PROBLEMS TO WORK ON:
1) Decide whether each statement agrees with the co-homeownership guide below. For each, answer yes or no and quote the deciding words. (a) Under joint tenancy, each owner's share depends on how much that owner contributed financially. (b) Pooling savings can help buyers reach their deposit target sooner. (c) Under joint tenancy, a deceased owner's share passes automatically to the remaining owners.
2) In the co-homeownership guide below, rewrite the paragraph beginning "With housing prices on the rise" more briefly, keeping its main facts.

With housing prices on the rise, more and more people are getting creative about how to step onto the property ladder. Co-homeownership—buying a place with friends or family—is becoming a go-to solution. In this guide, we’ll walk you through the perks of teaming up to buy a home, break down some legal stuff you’ll need to know, and share tips to make the whole process as smooth as possible.

Why consider a joint purchase?

  • Boost borrowing power: Teaming up means combining your incomes, which can give you a much stronger borrowing capacity and make it easier to snag a home loan with better terms.

  • Improve your budget: Joining forces can open up options for locations or properties that might have been out of reach if you were buying solo. Plus, splitting costs makes it all more affordable and easier to manage.

  • Combine savings: When everyone chips in, you’ll hit that deposit target much faster. This may allow you to enter the market sooner and take advantage of Australia's fast-growing property market.

  • Share the load: Buying a home is a big step, but doing it with friends means you’ve got backup for both decisions and responsibilities. It’s always nice to have a team in your corner.

  • Take advantage of first home Perks: As long as everyone meets the criteria, you could qualify for awesome benefits like the First Home Owner Grant (FHOG) or stamp duty discounts.

 

Legal Structures

If you’re buying a property with others, you’ll need to figure out how you want to split ownership. There are two main ways to go about it:

Joint Tenants:

  • Everyone owns an equal share of the property, no matter how much each person contributed financially.

  • If one of you passes away, their share automatically goes to the remaining owners (this is called the right of survivorship).

  • This setup is generally common for couples or close family members.

DATA ENTRIES:
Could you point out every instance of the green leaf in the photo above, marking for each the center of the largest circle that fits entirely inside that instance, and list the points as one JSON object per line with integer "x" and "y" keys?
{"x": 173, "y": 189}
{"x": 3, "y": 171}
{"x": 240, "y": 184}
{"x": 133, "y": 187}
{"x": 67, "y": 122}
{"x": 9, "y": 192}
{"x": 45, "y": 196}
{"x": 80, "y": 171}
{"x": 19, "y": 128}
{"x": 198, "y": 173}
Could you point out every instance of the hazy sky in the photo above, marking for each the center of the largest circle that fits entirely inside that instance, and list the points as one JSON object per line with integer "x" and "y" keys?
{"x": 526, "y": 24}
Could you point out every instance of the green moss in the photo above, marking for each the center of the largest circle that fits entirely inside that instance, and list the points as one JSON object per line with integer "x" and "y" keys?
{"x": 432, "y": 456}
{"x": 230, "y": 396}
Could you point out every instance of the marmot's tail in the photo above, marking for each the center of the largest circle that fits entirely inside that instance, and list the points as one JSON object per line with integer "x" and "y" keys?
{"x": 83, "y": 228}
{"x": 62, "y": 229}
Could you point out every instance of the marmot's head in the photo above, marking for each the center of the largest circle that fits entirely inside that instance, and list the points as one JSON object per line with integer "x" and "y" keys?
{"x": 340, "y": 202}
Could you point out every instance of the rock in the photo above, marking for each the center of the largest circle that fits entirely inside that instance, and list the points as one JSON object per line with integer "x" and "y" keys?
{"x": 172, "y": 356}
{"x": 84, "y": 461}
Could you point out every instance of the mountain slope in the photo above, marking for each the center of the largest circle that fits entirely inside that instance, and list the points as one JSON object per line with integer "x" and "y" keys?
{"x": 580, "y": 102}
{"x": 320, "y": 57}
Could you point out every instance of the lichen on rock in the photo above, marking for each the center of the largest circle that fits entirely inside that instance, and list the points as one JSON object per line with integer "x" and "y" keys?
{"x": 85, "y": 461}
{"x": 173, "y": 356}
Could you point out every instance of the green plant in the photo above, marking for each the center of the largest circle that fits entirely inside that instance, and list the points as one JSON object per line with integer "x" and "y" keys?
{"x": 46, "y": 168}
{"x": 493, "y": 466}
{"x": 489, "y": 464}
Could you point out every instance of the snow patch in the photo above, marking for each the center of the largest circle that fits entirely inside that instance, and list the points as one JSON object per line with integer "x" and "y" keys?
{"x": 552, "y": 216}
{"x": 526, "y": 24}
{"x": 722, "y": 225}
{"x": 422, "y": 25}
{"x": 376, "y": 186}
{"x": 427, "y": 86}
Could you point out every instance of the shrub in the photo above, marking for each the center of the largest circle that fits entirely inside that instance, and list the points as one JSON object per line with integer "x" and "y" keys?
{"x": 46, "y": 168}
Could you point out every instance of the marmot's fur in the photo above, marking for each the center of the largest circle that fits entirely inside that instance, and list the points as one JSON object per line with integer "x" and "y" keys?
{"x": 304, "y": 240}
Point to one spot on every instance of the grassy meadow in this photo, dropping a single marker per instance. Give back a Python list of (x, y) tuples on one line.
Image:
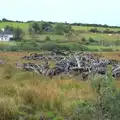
[(30, 95)]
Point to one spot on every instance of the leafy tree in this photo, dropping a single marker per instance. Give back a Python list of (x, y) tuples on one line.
[(61, 28), (10, 28), (45, 24)]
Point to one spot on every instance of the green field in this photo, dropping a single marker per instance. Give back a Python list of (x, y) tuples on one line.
[(24, 26)]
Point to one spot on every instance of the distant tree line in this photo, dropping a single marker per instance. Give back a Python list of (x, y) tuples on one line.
[(58, 28), (17, 32), (6, 20), (73, 24), (107, 31)]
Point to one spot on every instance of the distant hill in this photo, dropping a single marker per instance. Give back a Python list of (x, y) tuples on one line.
[(80, 27)]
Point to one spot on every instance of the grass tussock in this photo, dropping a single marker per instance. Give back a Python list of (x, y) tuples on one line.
[(20, 98)]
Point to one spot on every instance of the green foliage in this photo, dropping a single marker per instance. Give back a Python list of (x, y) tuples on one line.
[(61, 28), (83, 111), (107, 49), (47, 38), (18, 34)]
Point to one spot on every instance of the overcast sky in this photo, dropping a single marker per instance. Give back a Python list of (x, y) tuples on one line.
[(83, 11)]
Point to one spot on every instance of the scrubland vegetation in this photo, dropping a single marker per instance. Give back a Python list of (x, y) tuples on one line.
[(27, 96)]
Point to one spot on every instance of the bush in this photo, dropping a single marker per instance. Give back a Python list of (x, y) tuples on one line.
[(107, 49)]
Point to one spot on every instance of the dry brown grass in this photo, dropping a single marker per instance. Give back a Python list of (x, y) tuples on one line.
[(39, 92)]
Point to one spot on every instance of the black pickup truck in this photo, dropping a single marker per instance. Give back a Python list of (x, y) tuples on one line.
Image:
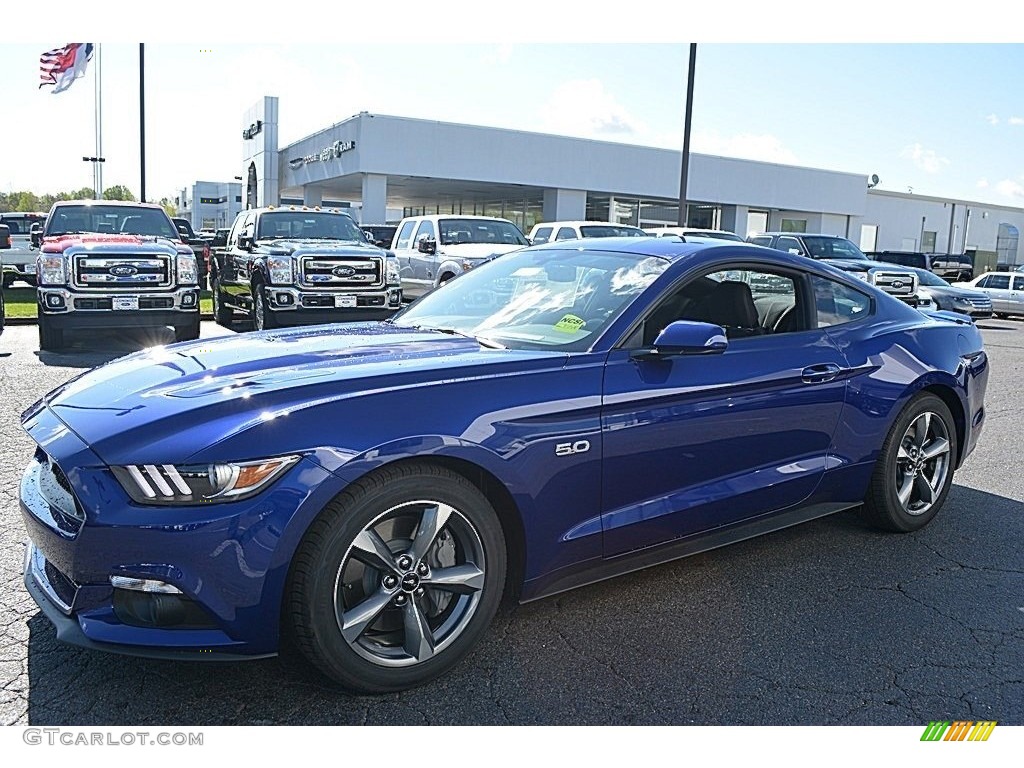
[(200, 246)]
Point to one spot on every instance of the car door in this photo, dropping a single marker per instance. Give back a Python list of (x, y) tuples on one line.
[(695, 442)]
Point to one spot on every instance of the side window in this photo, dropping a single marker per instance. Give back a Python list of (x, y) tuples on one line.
[(543, 236), (792, 245), (743, 301), (404, 237), (426, 229), (836, 303), (1000, 282)]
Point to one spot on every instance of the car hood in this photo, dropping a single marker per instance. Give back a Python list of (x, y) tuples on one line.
[(176, 402), (476, 250)]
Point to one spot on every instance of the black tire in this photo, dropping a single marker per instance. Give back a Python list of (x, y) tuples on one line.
[(263, 316), (187, 333), (50, 339), (436, 593), (921, 450)]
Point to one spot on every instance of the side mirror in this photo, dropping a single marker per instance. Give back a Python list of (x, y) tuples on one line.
[(685, 338), (427, 245)]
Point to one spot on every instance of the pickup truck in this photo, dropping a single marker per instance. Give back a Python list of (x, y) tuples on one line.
[(297, 265), (200, 246), (113, 264)]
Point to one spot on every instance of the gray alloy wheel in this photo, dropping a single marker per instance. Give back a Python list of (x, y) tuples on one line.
[(397, 579), (915, 466), (922, 463), (410, 584)]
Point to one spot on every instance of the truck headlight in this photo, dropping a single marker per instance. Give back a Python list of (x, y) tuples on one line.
[(50, 269), (187, 271), (199, 483), (281, 269)]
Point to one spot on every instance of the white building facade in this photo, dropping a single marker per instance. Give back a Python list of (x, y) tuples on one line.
[(387, 167)]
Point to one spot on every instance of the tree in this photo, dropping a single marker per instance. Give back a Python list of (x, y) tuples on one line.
[(119, 192)]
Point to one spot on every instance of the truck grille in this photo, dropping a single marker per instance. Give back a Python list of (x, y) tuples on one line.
[(321, 271), (108, 272), (898, 284)]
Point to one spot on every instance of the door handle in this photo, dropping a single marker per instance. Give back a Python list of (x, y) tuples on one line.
[(820, 374)]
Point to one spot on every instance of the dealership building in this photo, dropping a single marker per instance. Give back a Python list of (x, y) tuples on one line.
[(385, 167)]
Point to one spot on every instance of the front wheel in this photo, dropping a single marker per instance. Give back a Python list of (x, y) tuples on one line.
[(397, 580), (914, 471)]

RESULTS FOR THE EXERCISE:
1)
(a) No: "Everyone owns an equal share of the property, no matter how much each person contributed financially."
(b) Yes: "When everyone chips in, you’ll hit that deposit target much faster."
(c) Yes: "If one of you passes away, their share automatically goes to the remaining owners"

2) Rising housing prices are leading more people to co-homeownership, which means buying a home with friends or family. The guide covers the benefits of buying together, the legal points to know, and tips for a smoother process.